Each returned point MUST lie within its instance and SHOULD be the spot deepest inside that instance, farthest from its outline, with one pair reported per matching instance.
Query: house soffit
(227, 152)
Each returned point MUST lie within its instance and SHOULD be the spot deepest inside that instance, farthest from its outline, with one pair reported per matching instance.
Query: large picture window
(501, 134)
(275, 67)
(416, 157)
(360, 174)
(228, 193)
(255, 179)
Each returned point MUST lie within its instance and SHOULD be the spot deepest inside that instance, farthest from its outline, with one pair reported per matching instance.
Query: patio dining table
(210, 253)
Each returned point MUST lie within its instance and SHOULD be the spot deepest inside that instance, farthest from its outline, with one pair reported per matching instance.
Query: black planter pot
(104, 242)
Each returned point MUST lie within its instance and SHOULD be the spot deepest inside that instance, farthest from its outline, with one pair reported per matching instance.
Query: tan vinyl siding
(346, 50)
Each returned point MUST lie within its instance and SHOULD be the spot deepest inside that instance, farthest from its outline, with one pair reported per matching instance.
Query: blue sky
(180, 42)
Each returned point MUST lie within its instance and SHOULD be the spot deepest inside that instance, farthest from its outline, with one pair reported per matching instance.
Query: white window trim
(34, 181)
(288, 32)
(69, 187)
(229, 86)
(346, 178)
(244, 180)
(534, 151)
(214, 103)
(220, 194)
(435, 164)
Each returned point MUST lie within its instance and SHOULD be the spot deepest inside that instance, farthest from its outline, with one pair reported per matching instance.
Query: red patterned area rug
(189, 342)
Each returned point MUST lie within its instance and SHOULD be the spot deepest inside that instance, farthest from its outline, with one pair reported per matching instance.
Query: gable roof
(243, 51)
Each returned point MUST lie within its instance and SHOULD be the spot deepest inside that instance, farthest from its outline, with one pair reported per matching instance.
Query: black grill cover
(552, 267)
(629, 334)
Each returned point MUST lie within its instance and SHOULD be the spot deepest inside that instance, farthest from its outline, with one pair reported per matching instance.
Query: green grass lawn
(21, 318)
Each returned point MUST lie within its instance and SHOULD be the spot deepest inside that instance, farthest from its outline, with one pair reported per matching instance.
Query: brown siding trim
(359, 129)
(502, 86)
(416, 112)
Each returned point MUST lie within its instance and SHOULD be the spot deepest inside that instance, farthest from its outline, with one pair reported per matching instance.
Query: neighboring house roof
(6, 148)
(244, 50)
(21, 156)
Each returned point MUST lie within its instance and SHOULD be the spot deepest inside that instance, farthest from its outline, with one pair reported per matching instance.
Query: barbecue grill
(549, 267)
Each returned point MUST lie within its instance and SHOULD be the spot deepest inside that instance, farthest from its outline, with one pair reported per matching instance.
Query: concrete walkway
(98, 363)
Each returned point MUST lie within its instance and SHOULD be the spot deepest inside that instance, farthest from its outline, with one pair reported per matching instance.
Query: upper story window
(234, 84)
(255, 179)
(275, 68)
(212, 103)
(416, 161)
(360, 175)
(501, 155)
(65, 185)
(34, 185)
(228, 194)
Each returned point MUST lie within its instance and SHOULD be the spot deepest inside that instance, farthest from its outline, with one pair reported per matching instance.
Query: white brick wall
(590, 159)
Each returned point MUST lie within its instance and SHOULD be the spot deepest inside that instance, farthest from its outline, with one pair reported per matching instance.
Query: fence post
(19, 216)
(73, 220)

• **EXERCISE BRIEF**
Repeat the data in its entirety, character for character.

• **OUTPUT FOR THIS EXERCISE**
Each returned point MUST lie within its instance and SHOULD be the spot deepest inside that instance, farthest from its outline, with one pair reported per matching instance.
Query: house soffit
(227, 152)
Each returned point MUST lie within its instance and SHOULD be the spot deepest inside that instance, farthest from its outline, with one pair reported per matching instance.
Query: large picture window
(501, 134)
(275, 67)
(416, 157)
(360, 174)
(228, 193)
(255, 179)
Each returned point MUST lie within its instance and SHOULD be the spot deepest inside that instance, farthest from its outline, with one pair reported per matching instance.
Query: patio dining table
(210, 253)
Each returned point MUST lie within its instance and SHOULD be the spot deepest inside that instance, farthest from its outline, with one pair reported per matching instance.
Query: black planter pot
(104, 242)
Each returned point MUST lie within its instance and SHOULD be the spot deepest inside that instance, farthest from its outline, with one pair reported per matching instance.
Query: tan vinyl siding
(346, 50)
Each returned point MUST lie within its instance and SHOULD be the spot deepest inside that instance, farthest from its outline, with one pair reported per matching instance.
Query: blue sky
(180, 42)
Each returned point MUST lie within its instance and SHOULD be the spot deepest inside that instance, farthest from its outline, with one pair reported per matching instance.
Query: white window trim
(34, 181)
(288, 32)
(69, 187)
(229, 86)
(346, 178)
(244, 180)
(534, 151)
(214, 103)
(220, 194)
(435, 164)
Each returned point MUST lie within its instance and SHOULD be the spot deepest inside that instance, farthest from its outline, with one pair reported per matching instance.
Query: red patterned area rug
(189, 342)
Each returned point MUST lie within its instance and SHOULD be the spot deepest inside that instance, farthest from its outline, with one pair reported per matching instance.
Query: gable roof
(243, 51)
Each returned point MUST lie within its instance and SHOULD be the spot deepest inside that instance, farthest from its outline, with one pair reported per matching instance.
Query: black grill cover
(552, 267)
(629, 334)
Each returned point MUST lie within its instance and SHOULD be the spot deepest inside that instance, farthest from its outline, with one pair reported per matching instance.
Query: green grass lawn
(21, 318)
Each returned point MUST lie within its instance and SHOULD be the spot deepest inside that instance, farthest from its outline, with one pair reported per matching instance.
Query: brown siding trim
(359, 129)
(502, 86)
(416, 112)
Each returned point MUST lie within its instance and SHOULD be the spot deepest inside that instance, farthest from its outline, with one pair reported per matching instance.
Query: neighboring house roof
(6, 148)
(244, 50)
(21, 156)
Each returned point MUST lie within its instance and SHOULD be the spot deepest inside that instance, farthest from its outline, with one pair reported per matching instance.
Query: barbecue grill
(549, 267)
Each returned point MUST lie within its instance and SHOULD be the spot deepest inside that instance, farthest from its outline, with one pair reported per matching instance.
Query: concrete walkway
(98, 363)
Each returned point MUST lie within its instance and SHOULD be the spot deepest inside that instance, farthest from its outline, with one pair reported per matching instance.
Query: upper story window
(234, 84)
(255, 179)
(275, 68)
(212, 103)
(416, 161)
(360, 175)
(501, 155)
(65, 185)
(34, 185)
(228, 194)
Each returned point MUST lie within its instance and SHOULD be the spot deepest inside that instance, farthest from its outline, with one pair reported per matching instance.
Query: white brick wall
(590, 159)
Each returned point MUST lie within its instance and SHOULD be the spot deepest inside that instance, farthest from its outline, with one pair reported per matching instance.
Query: fence post
(19, 216)
(73, 220)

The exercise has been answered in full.